* Exercise text *
_ _ _ _ _

Today's Opinions, Tomorrow's Reality
An Ephemeral Outrage
By David G. Young
Washington, DC, May 12, 2015 --
Bottling water in drought-ridden California is no more outrageous than bottling water in other areas.
The revelation that Starbucks is bottling spring water from the drought-ravaged California and exporting it across the western United States1 has sparked consumer outrage and forced the company to halt the practice. The particularly severe drought hitting California has all kinds of big corporate water users on the defensive. Almond farmers, cotton growers, golf clubs and other thirsty business are all in trouble. For Starbucks, the scandal is particularly troubling because the company, bottling under its Ethos brand, donates five cents of every purchase to help provide safe, clean drinking water for children worldwide.2 What better way to spark outrage than raise money for charity by taking water away from a drought ravaged area?
Outrage over Starbucks' Ethos water is certainly justified. But the reasons have nothing to do with the drought. The entire bottled water industry in the United States used about 11 billion gallons of water in 2010.3 That sounds like a lot, but it's nothing compared to the 2.8 trillion gallons that California cities use annually.4 Even if America's entire bottled water production came from California, it would only represent 0.4 percent of the water flowing to municipal water systems.5 That's literally a drop in the bucket.
The real outrage over Ethos water has to do with the wider practices of the industry. Bottled water sales in America started from almost nothing in the late 1970s, when Perrier began touting its product as a luxurious status symbol. The trend accelerated in recent decades as marketeers for big beverage companies realized there were huge profits to be made. Today, bottled water is America's best selling packaged beverage.

_ _ _ _ _

* Material shown *

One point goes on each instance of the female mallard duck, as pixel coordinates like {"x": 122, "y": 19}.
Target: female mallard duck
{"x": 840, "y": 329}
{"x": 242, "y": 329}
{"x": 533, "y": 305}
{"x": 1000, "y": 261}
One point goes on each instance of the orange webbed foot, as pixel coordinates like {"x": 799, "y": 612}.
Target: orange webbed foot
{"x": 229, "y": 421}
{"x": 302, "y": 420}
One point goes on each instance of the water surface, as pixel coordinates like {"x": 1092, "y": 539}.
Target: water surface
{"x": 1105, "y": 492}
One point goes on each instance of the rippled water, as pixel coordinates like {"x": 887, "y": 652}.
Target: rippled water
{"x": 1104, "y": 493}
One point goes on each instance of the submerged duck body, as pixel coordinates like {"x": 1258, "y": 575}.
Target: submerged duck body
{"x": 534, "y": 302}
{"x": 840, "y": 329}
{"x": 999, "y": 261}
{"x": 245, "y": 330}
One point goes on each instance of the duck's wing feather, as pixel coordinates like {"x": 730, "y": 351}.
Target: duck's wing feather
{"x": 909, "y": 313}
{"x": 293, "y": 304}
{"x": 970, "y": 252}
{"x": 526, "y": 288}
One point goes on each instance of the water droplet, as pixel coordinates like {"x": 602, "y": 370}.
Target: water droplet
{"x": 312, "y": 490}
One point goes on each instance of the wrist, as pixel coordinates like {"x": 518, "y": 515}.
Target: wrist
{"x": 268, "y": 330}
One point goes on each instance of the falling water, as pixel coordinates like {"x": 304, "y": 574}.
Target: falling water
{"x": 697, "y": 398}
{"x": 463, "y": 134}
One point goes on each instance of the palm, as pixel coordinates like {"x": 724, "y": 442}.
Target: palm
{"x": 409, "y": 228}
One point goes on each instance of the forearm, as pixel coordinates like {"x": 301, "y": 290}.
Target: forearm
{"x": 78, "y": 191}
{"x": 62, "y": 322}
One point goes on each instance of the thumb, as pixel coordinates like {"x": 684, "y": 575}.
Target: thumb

_ _ _ _ _

* Task set *
1 - Rewrite the opinion piece's paragraph beginning "Outrage over Starbucks' Ethos water" as a bulleted list that keeps its main facts.
2 - Reproduce word for word the part of the opinion piece starting with "The revelation that" and going on through "drought ravaged area?".
3 - List every company or brand that the opinion piece mentions by name.
The records have no connection to the opinion piece.

* Solutions in order *
1 -
- Outrage over Starbucks' Ethos water is justified, but not because of the drought.
- The entire U.S. bottled water industry used about 11 billion gallons of water in 2010.
- California cities use 2.8 trillion gallons of water a year.
- Even if all of America's bottled water came from California, it would be only 0.4 percent of the water going to municipal systems, a drop in the bucket.

2 -
The revelation that Starbucks is bottling spring water from the drought-ravaged California and exporting it across the western United States1 has sparked consumer outrage and forced the company to halt the practice. The particularly severe drought hitting California has all kinds of big corporate water users on the defensive. Almond farmers, cotton growers, golf clubs and other thirsty business are all in trouble. For Starbucks, the scandal is particularly troubling because the company, bottling under its Ethos brand, donates five cents of every purchase to help provide safe, clean drinking water for children worldwide.2 What better way to spark outrage than raise money for charity by taking water away from a drought ravaged area?

3 -
- Starbucks
- Ethos
- Perrier